■ DOCUMENT TEXT:

..........

Manila is a city that bursts with energy and danger, but it's also a city that is full of hope, dreams, and stories. People from all over the Philippines flock to this bustling metropolis in hopes of securing a better life for their family, to make it big, and to say goodbye to poverty.
Oscar Ramirez (Jake Macapagal), the protagonist of Metro Manila, has the same story. A struggling farmer in Banaue, he and his wife Mai (Althea Vega) leave behind the rice terraces to try their luck in the city, after barely making ends meet. The grit and grim proverty of Metro Manila welcome them with open arms, but after being deceived by swindlers, the couple realizes that a life in the city is no bed of roses.
Jake Macapagal as Oscar
Oscar finds a job as a driver for an armored truck company, while his wife ends up as a GRO at a local bar just so they'd be able to feed their two children.

..........

■ DIRECTIONS:
A – In the Metro Manila passage, copy the part starting with "Manila is a" and going on through "their two children.", swapping "driver" for "chauffeur".
B – Say whether each statement agrees with the Metro Manila passage, answering yes or no and quoting the deciding words: (i) Oscar and his wife leave behind rice terraces to go to the city. (ii) Oscar takes a job at a local bar. (iii) The couple has three children.

■ EXCERPTED DATA:

..........

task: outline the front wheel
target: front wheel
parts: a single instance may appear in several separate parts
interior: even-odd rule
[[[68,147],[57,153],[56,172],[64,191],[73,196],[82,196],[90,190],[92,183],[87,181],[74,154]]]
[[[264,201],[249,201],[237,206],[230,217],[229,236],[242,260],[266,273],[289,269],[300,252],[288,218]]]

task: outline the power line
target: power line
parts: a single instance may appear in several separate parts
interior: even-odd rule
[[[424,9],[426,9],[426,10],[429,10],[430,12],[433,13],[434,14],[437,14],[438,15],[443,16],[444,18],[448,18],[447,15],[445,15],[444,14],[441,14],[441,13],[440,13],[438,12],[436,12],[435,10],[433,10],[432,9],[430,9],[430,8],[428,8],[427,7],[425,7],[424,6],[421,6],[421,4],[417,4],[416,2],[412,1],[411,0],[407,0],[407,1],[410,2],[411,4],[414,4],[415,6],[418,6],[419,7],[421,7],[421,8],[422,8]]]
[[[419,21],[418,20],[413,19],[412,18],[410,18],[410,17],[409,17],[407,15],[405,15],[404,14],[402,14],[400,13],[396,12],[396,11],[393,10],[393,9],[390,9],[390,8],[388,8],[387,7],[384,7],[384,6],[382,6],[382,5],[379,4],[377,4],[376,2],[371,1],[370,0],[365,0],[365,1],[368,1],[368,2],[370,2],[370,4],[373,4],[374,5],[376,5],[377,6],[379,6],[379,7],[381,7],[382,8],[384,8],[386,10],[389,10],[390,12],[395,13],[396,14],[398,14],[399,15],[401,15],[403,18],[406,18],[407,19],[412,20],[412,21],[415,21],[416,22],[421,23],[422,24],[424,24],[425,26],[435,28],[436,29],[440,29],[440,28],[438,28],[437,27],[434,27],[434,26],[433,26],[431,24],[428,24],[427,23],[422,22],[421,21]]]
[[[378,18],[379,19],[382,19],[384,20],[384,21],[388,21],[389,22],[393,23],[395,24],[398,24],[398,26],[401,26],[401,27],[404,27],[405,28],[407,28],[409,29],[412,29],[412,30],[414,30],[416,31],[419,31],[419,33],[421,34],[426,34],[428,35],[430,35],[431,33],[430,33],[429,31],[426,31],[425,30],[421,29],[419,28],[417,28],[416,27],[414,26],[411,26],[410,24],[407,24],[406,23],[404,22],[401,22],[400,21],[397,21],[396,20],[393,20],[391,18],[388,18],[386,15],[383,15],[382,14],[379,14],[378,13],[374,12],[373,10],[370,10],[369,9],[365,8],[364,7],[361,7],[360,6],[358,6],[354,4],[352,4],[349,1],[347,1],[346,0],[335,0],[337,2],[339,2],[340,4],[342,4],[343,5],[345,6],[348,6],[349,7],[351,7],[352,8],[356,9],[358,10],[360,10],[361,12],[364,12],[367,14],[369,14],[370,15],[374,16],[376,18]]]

..........

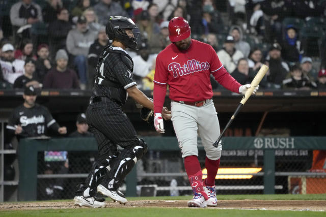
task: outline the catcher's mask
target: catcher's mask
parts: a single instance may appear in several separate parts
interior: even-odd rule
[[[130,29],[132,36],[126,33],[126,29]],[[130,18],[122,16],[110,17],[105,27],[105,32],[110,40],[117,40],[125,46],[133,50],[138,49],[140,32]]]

..........

■ ANSWER SET:
A –
Manila is a city that bursts with energy and danger, but it's also a city that is full of hope, dreams, and stories. People from all over the Philippines flock to this bustling metropolis in hopes of securing a better life for their family, to make it big, and to say goodbye to poverty.
Oscar Ramirez (Jake Macapagal), the protagonist of Metro Manila, has the same story. A struggling farmer in Banaue, he and his wife Mai (Althea Vega) leave behind the rice terraces to try their luck in the city, after barely making ends meet. The grit and grim proverty of Metro Manila welcome them with open arms, but after being deceived by swindlers, the couple realizes that a life in the city is no bed of roses.
Jake Macapagal as Oscar
Oscar finds a job as a chauffeur for an armored truck company, while his wife ends up as a GRO at a local bar just so they'd be able to feed their two children.

B –
(i) Yes: "he and his wife Mai (Althea Vega) leave behind the rice terraces to try their luck in the city"
(ii) No: "Oscar finds a job as a driver for an armored truck company"
(iii) No: "so they'd be able to feed their two children"